▶ [Requisitos] Por favor, prolongue o trecho sobre os brinquedos das crianças do antigo Egito a partir do ponto em que ele termina.

▶ [Trecho]

####

Muitos dos brinquedos dos jovens egípcios assemelhavam-se às figuras de ação e bonecas de hoje. A egiptóloga Rosalie David observa que "crianças pequenas brincavam com bonecas em seus berços; brinquedos de animais, incluindo crocodilos com mandíbulas móveis; fantoches, incluindo anões dançantes; chocalhos e piões; e armas em miniatura" (330). Eles também se entretinham com figuras de mulheres e homens feitas de barro ou madeira. Uma peça especialmente intrincada do Médio Império (2040-1782 a.C.) traz uma figura (em geral interpretada como uma mulher) batendo massa (ou moendo grãos, conforme outra interpretação). Trata-se de um brinquedo móvel, no qual um pedaço de corda está amarrado na figura de madeira, que por sua vez fica presa numa plataforma e curvada sobre uma inclinação, segurando um objeto oval. Quando se puxava a corda, a figura ia e voltava em sua tarefa.

Ancient Egyptian Toy
Antigo Brinquedo Egípcio
Rob Koopman (CC BY-SA)

####

(Registros de anotação para segmentação)
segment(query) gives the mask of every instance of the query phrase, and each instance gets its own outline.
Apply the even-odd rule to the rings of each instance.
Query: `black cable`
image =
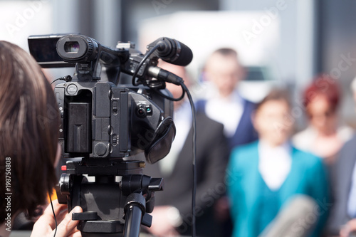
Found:
[[[159,90],[155,90],[157,92],[157,94],[159,94],[162,97],[163,97],[167,100],[172,100],[172,101],[179,101],[182,99],[183,99],[184,98],[184,95],[185,95],[185,90],[184,89],[183,89],[183,92],[182,93],[182,95],[179,98],[174,98],[166,95],[163,94]]]
[[[159,47],[160,47],[159,44],[157,44],[157,45],[155,46],[155,47],[153,47],[152,48],[151,48],[150,50],[150,51],[148,51],[146,53],[146,55],[145,56],[145,57],[143,57],[143,58],[141,60],[141,62],[140,62],[137,68],[136,68],[136,70],[135,70],[135,73],[132,75],[132,83],[133,85],[137,86],[137,85],[139,85],[139,83],[136,83],[135,79],[136,79],[136,76],[137,75],[138,71],[140,70],[140,68],[141,68],[141,67],[142,66],[143,63],[145,63],[145,62],[146,61],[146,60],[147,60],[148,57],[150,57],[151,56],[151,54],[152,54],[156,51],[156,49],[157,49]]]
[[[187,95],[188,96],[188,99],[189,100],[190,107],[192,108],[192,122],[193,122],[193,190],[192,194],[192,236],[195,237],[196,236],[196,230],[195,230],[195,195],[197,192],[197,166],[196,166],[196,159],[197,159],[197,117],[195,112],[195,106],[193,102],[193,98],[192,98],[192,95],[190,95],[189,91],[187,86],[181,83],[180,85],[183,88],[183,90],[185,90],[187,93]]]
[[[56,214],[54,213],[53,204],[52,203],[52,199],[51,198],[51,195],[49,196],[49,201],[51,201],[51,206],[52,207],[52,211],[53,212],[54,222],[56,223],[56,231],[54,231],[53,237],[56,237],[56,234],[57,233],[57,218],[56,218]]]
[[[57,81],[59,80],[66,80],[66,82],[69,82],[69,81],[72,80],[72,77],[70,75],[68,75],[65,77],[61,77],[61,78],[57,78],[57,79],[54,80],[53,82],[51,82],[51,85],[52,85],[55,81]]]

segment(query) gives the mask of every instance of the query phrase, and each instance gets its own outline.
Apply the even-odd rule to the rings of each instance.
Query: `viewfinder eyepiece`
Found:
[[[64,51],[68,53],[78,53],[80,48],[78,41],[69,41],[64,43]]]

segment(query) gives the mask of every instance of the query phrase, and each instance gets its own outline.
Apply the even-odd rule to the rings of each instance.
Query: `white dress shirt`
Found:
[[[260,140],[258,142],[258,171],[271,190],[279,189],[292,167],[290,145],[286,142],[272,147]]]
[[[351,179],[351,188],[347,201],[347,214],[350,217],[353,218],[356,217],[356,163],[355,164]]]

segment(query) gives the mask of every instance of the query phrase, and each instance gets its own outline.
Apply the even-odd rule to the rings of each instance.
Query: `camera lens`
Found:
[[[79,43],[78,41],[68,41],[64,43],[64,51],[66,53],[78,53],[79,48]]]

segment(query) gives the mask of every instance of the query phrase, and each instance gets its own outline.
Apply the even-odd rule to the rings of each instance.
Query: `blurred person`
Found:
[[[256,140],[251,119],[256,105],[241,98],[237,90],[245,76],[237,52],[229,48],[217,49],[208,58],[204,73],[214,89],[208,99],[197,102],[197,110],[224,125],[230,149]]]
[[[38,216],[40,205],[57,183],[60,157],[59,114],[52,88],[35,60],[17,46],[0,41],[0,236],[9,236],[21,212]],[[6,182],[5,181],[6,181]],[[80,236],[66,205],[53,201],[57,237]],[[31,236],[53,236],[55,221],[48,206]]]
[[[295,147],[325,159],[332,164],[352,130],[340,126],[337,109],[340,91],[337,82],[327,75],[318,77],[303,93],[309,125],[293,137]]]
[[[356,102],[356,78],[351,83]],[[335,163],[333,206],[328,224],[330,236],[349,236],[356,231],[356,135],[341,148]]]
[[[184,68],[167,63],[159,66],[182,77],[189,86]],[[173,97],[181,96],[180,86],[167,83]],[[168,155],[154,164],[147,164],[145,174],[162,177],[164,190],[155,193],[153,220],[148,231],[158,236],[190,236],[192,191],[192,117],[187,100],[174,102],[177,135]],[[224,192],[224,171],[228,156],[221,124],[197,113],[197,235],[218,236],[213,215],[214,201]],[[224,190],[221,191],[221,189]]]
[[[207,99],[197,102],[197,111],[224,125],[229,152],[234,147],[257,139],[251,122],[256,105],[243,98],[238,92],[239,83],[245,74],[235,50],[229,48],[216,50],[208,57],[204,68],[204,75],[212,91],[209,91]],[[215,216],[221,225],[221,235],[231,233],[229,210],[228,199],[224,196],[215,205]]]
[[[272,90],[253,115],[258,141],[231,152],[226,186],[233,236],[260,236],[263,231],[262,236],[269,236],[266,231],[273,228],[271,225],[281,225],[284,218],[278,216],[282,212],[294,219],[289,226],[293,233],[290,236],[305,236],[313,228],[310,236],[320,236],[322,232],[327,214],[323,204],[329,199],[326,172],[321,159],[290,145],[292,125],[286,121],[290,110],[286,92]],[[300,200],[300,196],[310,196],[315,204],[306,205],[303,198],[292,201],[297,197]],[[300,214],[303,218],[293,216],[295,210],[305,206],[309,211]]]

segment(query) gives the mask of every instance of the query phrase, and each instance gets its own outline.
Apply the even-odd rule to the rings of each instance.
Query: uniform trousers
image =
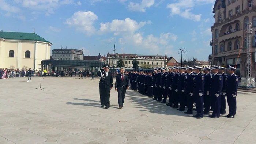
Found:
[[[99,87],[99,96],[101,105],[109,106],[109,97],[110,96],[110,88],[105,88],[105,86]]]
[[[204,116],[204,96],[195,96],[196,97],[196,115],[199,117]]]
[[[215,94],[211,95],[212,102],[212,116],[219,117],[221,110],[221,95],[217,97]]]
[[[226,113],[226,95],[221,96],[221,113]]]
[[[227,105],[229,105],[229,113],[230,115],[234,116],[237,111],[237,97],[234,97],[232,94],[227,95]]]

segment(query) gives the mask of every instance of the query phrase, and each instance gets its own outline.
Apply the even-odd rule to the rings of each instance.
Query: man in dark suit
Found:
[[[120,73],[117,75],[115,83],[115,89],[118,93],[118,104],[119,109],[124,106],[124,96],[126,92],[126,89],[128,89],[130,86],[130,79],[128,76],[124,73],[123,68],[120,69]]]
[[[109,65],[104,65],[103,68],[101,71],[97,72],[97,75],[101,77],[99,86],[101,107],[105,105],[105,108],[108,109],[110,107],[109,97],[110,91],[113,87],[113,77],[111,72],[109,71]]]

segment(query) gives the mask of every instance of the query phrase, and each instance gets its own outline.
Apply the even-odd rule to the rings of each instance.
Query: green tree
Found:
[[[124,65],[124,63],[123,59],[120,59],[119,60],[117,61],[117,68],[121,68],[124,67],[125,67],[125,65]]]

####

▶ [Resposta abaixo]
Muitos brinquedos utilizavam pedaços de corda ou barbante. Havia cavalos e carros com cavaleiros de brinquedo no Novo Império (c. 1570-1069 a.C.), depois da introdução dos cavalos e dos carros de guerra pelos hicsos, durante o Segundo Período Intermediário do Egito (c. 1782-1570 a.C.). As crianças também dispunham de gatos, cães, ratos, sapos e pássaros de brinquedo. Um deles é conhecido como o Pássaro de Saqqara, datado de c. 200 a.C., que certos teóricos marginais apontam como evidência de que os antigos egípcios conheciam a aerodinâmica. Testes em modelos do Pássaro de Saqqara demonstraram, no entanto, que o objeto não tem formato aerodinâmico e jamais voaria. O especialista em aviação Martin Gregorie, após testes exaustivos com um modelo, concluiu que se tratava de um brinquedo infantil ou um cata-vento.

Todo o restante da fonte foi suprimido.